TASKS |
1. Reproduce the passage of the email to John from "I want to thank" to "later this year.".
2. Answer these questions from the email to John.
(a) What is the working title of the exhibition?
(b) What place in London is named as an example of privately owned public space?
(c) Which book is mentioned as documenting the culture of fear?

____ QUOTED PASSAGE

25 March 2010

Yarra River, Melbourne, 26 March 2010

email to John

Dear John,

I want to thank you for your interest in my work and to point you in the direction of this blog, which I am using to develop ideas for the exhibition project.  The (working) title for the show is Public Water, it will be a multi-projection and sound installation, at least that’s how I’m currently thinking of realising it.  Things are very much in process though so it’s perfectly possible that it will change quite a bit by the time it’s exhibited, which should be sometime later this year.

The initial ideas come from thinking around public space, something that has been much contested recently; notions of what constitutes ‘public’ space have become shifting, provisional, and contingent.  In the aftermath of the 7/7 bombs in London (and I guess by extension of 9/11) there has been a distinct change in the way urban ‘public’ space has been policed.  To qualify, ‘public’ space is defined as space to which the public is freely admitted, however we know that this space is often not strictly speaking public or publicly owned, it is often in private ownership and as such subject to the dictates of private security companies and their guards.  An example of this in London is Canary Wharf.  In addition to the ambiguity that surrounds what is or isn’t permitted in private public space, there has been a change in the way that public public space is policed, and the law allows for the apprehension of, for example, photographers who might be thought to be behaving in a ‘suspicious manner’.  Press reports about photographers being apprehended have appeared regularly and there has become something of a movement against this. This is in addition to, in London at least, a continuing increase in the amount and number of CCTV.  The sum total of this is an ongoing increase in the surveillance and apprehension of people in public and private, public space for behaviour no more sinister than taking snapshots, or simply being in a certain place at a certain time.  This increasing paranoia has resulted in a culture, not of safety, but of inculcated fear.  This is well documented and unpacked, particularly in books such as Anna Minton’s Ground Control.

________
____ DATASET ROWS

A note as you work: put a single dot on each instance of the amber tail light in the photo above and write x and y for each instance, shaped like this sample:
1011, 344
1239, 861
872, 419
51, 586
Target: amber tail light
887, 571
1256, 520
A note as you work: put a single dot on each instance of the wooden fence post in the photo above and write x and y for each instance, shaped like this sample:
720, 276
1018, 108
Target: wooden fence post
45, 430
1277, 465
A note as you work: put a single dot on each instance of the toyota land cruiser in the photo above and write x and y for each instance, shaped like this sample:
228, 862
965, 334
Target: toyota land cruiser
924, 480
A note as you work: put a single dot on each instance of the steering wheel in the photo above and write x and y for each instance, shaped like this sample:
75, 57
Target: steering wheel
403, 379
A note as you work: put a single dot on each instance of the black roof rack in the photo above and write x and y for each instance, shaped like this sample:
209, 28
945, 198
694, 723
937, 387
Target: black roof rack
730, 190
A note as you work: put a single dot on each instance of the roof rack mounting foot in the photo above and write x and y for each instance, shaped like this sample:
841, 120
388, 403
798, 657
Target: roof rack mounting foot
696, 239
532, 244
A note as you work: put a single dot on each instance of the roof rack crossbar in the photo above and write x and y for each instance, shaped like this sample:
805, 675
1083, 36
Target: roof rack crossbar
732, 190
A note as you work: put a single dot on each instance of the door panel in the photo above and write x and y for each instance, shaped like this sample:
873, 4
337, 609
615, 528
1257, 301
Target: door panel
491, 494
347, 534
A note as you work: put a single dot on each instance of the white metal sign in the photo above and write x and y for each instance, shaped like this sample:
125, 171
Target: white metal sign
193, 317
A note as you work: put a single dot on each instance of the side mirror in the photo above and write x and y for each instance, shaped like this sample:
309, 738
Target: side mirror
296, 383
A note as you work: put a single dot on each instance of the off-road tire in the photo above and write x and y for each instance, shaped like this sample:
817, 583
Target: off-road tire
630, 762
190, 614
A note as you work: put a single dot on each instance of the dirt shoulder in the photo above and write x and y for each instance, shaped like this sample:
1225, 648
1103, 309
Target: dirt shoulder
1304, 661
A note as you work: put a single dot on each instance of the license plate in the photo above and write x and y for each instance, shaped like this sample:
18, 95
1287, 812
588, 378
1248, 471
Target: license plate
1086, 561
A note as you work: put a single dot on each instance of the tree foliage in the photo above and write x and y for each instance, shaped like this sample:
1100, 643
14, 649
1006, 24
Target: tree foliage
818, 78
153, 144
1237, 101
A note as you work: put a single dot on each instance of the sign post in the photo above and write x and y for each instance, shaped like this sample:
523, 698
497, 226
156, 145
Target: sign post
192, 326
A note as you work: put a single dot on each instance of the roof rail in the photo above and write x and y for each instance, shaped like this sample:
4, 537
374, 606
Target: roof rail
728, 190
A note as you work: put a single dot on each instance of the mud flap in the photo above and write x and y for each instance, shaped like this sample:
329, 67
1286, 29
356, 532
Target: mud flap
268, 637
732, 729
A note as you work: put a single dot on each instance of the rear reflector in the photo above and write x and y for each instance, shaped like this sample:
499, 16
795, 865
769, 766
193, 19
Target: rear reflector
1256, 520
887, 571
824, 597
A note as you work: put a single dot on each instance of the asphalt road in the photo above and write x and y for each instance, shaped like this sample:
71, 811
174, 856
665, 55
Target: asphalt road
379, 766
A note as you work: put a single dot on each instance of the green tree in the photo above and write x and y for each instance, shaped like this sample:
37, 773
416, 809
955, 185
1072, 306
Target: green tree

________

SOLUTIONS |
1.
I want to thank you for your interest in my work and to point you in the direction of this blog, which I am using to develop ideas for the exhibition project.  The (working) title for the show is Public Water, it will be a multi-projection and sound installation, at least that’s how I’m currently thinking of realising it.  Things are very much in process though so it’s perfectly possible that it will change quite a bit by the time it’s exhibited, which should be sometime later this year.

2.
(a) Public Water
(b) Canary Wharf
(c) Anna Minton's Ground Control